Reproduce each of the following rows verbatim, one after another.

<<<<

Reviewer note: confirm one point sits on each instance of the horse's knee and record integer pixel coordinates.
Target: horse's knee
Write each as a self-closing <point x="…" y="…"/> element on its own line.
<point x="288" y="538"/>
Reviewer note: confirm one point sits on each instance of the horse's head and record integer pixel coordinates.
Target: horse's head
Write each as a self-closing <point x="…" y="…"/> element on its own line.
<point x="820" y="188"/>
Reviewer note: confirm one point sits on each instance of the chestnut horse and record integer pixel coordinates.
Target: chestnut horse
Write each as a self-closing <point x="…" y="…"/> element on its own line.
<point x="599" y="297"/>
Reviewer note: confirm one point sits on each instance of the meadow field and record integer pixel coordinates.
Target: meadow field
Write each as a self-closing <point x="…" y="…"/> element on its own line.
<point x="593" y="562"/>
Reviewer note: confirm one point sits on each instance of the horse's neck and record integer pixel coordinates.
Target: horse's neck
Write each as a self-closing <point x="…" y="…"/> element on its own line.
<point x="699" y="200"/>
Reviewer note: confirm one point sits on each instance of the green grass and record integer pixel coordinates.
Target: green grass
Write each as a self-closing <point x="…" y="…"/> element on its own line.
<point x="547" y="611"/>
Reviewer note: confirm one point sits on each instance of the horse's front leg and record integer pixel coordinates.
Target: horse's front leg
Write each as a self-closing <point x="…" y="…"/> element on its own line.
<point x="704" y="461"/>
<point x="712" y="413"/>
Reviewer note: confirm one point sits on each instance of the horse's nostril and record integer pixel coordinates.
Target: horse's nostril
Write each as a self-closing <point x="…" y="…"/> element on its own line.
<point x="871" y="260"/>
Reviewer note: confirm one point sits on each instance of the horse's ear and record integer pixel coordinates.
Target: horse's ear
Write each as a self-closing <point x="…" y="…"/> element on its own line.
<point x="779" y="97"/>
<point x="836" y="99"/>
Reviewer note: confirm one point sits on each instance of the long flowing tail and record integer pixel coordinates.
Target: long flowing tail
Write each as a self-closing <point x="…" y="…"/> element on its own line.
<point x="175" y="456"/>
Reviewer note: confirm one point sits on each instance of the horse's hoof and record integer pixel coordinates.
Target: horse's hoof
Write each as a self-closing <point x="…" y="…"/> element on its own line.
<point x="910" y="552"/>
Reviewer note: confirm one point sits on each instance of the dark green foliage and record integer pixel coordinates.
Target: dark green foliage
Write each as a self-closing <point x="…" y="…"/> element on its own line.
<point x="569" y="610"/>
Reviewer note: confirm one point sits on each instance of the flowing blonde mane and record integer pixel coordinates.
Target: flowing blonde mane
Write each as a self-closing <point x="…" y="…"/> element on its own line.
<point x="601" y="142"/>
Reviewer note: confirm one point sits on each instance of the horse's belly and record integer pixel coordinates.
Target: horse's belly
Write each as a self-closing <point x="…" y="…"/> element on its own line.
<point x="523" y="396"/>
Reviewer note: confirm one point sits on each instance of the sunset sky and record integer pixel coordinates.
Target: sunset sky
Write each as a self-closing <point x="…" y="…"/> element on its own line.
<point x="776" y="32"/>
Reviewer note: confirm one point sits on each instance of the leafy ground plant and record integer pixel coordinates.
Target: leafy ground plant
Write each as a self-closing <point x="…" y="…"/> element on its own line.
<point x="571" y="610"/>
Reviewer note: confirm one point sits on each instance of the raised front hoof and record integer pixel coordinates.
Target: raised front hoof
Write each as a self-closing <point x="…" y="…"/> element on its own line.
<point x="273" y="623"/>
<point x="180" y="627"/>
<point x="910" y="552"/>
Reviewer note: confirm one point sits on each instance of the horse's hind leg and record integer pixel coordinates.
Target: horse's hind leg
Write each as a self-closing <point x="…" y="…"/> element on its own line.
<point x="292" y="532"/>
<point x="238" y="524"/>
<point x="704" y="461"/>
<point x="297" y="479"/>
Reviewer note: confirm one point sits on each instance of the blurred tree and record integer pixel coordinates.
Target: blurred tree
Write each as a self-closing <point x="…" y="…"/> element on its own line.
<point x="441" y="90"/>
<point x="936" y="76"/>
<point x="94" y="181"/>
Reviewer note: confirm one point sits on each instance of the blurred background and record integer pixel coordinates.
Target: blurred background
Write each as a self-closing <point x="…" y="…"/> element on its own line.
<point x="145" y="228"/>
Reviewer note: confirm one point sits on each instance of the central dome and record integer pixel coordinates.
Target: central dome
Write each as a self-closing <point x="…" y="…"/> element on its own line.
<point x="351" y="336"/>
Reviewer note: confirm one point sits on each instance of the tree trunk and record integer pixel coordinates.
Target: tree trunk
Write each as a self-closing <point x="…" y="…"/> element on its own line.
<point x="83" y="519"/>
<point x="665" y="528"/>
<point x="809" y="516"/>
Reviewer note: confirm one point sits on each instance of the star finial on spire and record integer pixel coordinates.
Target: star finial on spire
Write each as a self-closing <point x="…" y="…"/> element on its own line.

>>>>

▶ Exercise answer:
Reviewer note: confirm one point sits on each instance of the horse's knee and record integer pixel coordinates.
Target: horse's knee
Write each as a self-closing <point x="…" y="…"/> element on its own line.
<point x="288" y="538"/>
Reviewer note: confirm one point sits on each instance of the horse's head and record integer pixel coordinates.
Target: horse's head
Write each as a self-closing <point x="…" y="…"/> element on its own line.
<point x="820" y="188"/>
Reviewer note: confirm one point sits on each instance of the chestnut horse and record integer pixel coordinates.
Target: chestnut horse
Write each as a self-closing <point x="…" y="…"/> element on its own line.
<point x="599" y="297"/>
Reviewer note: confirm one point sits on each instance of the meadow field and record integer pixel coordinates.
Target: meadow field
Write each as a self-closing <point x="…" y="…"/> element on its own line.
<point x="593" y="562"/>
Reviewer note: confirm one point sits on each instance of the horse's neck and record integer pixel coordinates.
Target: horse's neck
Write each as a self-closing <point x="…" y="…"/> element on its own line.
<point x="699" y="200"/>
Reviewer note: confirm one point sits on each instance of the green grass and record integer pixel coordinates.
Target: green grass
Write each as a self-closing <point x="…" y="…"/> element on its own line.
<point x="547" y="611"/>
Reviewer note: confirm one point sits on each instance of the horse's front leg and record integer pixel coordinates.
Target: horse's front leg
Write each as a self-closing <point x="…" y="…"/> element on its own line.
<point x="704" y="461"/>
<point x="712" y="413"/>
Reviewer note: confirm one point sits on each instance of the horse's nostril and record integer pixel coordinates.
Target: horse's nostril
Write each as a self-closing <point x="…" y="…"/> element on its own line.
<point x="871" y="260"/>
Reviewer note: confirm one point sits on each instance of the horse's ear and record integer pixel coordinates.
Target: horse's ear
Write each as a self-closing <point x="…" y="…"/> element on its own line.
<point x="779" y="97"/>
<point x="836" y="99"/>
Reviewer note: confirm one point sits on each instance of the long flowing tail and record integer pixel coordinates.
Target: long flowing tail
Write each as a self-closing <point x="…" y="…"/> element on its own line.
<point x="175" y="456"/>
Reviewer note: confirm one point sits on each instance of the horse's hoof and record integer pixel coordinates.
Target: horse's hoof
Write each as a self-closing <point x="…" y="…"/> element on its own line.
<point x="910" y="552"/>
Reviewer note: confirm one point sits on each instance of the dark green foliage and record integer pixel coordinates.
Target: dark green foliage
Write each as a self-closing <point x="…" y="…"/> element on its own line.
<point x="569" y="610"/>
Reviewer note: confirm one point sits on each instance of the flowing blonde mane and record integer pixel coordinates.
Target: flowing blonde mane
Write each as a self-closing <point x="…" y="…"/> element on its own line.
<point x="601" y="142"/>
Reviewer note: confirm one point sits on each instance of the horse's belly and record integer pixel coordinates.
Target: horse's belly
Write each as a self-closing <point x="…" y="…"/> element on its own line.
<point x="523" y="396"/>
Reviewer note: confirm one point sits on each instance of the sunset sky and record integer pixel coordinates.
Target: sunset sky
Write each as a self-closing <point x="…" y="…"/> element on its own line.
<point x="776" y="32"/>
Reviewer note: confirm one point sits on each instance of the leafy ground plant and record integer pixel coordinates.
Target: leafy ground plant
Write each as a self-closing <point x="…" y="…"/> element on its own line.
<point x="571" y="610"/>
Reviewer note: confirm one point sits on each instance of the raised front hoof and record integer pixel coordinates.
Target: raised front hoof
Write each as a self-closing <point x="…" y="…"/> element on its own line.
<point x="273" y="623"/>
<point x="180" y="627"/>
<point x="910" y="552"/>
Reviewer note: confirm one point sits on each instance of the horse's hind leg and record integer pixel coordinates.
Target: horse's hind leg
Write each as a self-closing <point x="…" y="…"/> element on its own line.
<point x="292" y="532"/>
<point x="238" y="524"/>
<point x="704" y="461"/>
<point x="297" y="479"/>
Reviewer note: confirm one point sits on each instance of the blurred tree and record integer pixel coordinates.
Target: blurred tree
Write each as a self-closing <point x="…" y="…"/> element on its own line.
<point x="441" y="90"/>
<point x="936" y="76"/>
<point x="94" y="181"/>
Reviewer note: confirm one point sits on each instance of the blurred background and record integer pixel coordinates.
Target: blurred background
Write each as a self-closing <point x="…" y="…"/> element on its own line.
<point x="145" y="228"/>
Reviewer note: confirm one point sits on each instance of the central dome and record integer pixel coordinates.
Target: central dome
Write each as a self-closing <point x="…" y="…"/> element on its own line.
<point x="351" y="336"/>
Reviewer note: confirm one point sits on each instance of the tree trunk and record integer pixel coordinates.
Target: tree trunk
Write each as a self-closing <point x="…" y="…"/> element on its own line.
<point x="83" y="519"/>
<point x="665" y="528"/>
<point x="809" y="516"/>
Reviewer note: confirm one point sits on each instance of the star finial on spire and record integer pixel coordinates.
Target: star finial on spire
Write each as a self-closing <point x="…" y="…"/> element on its own line.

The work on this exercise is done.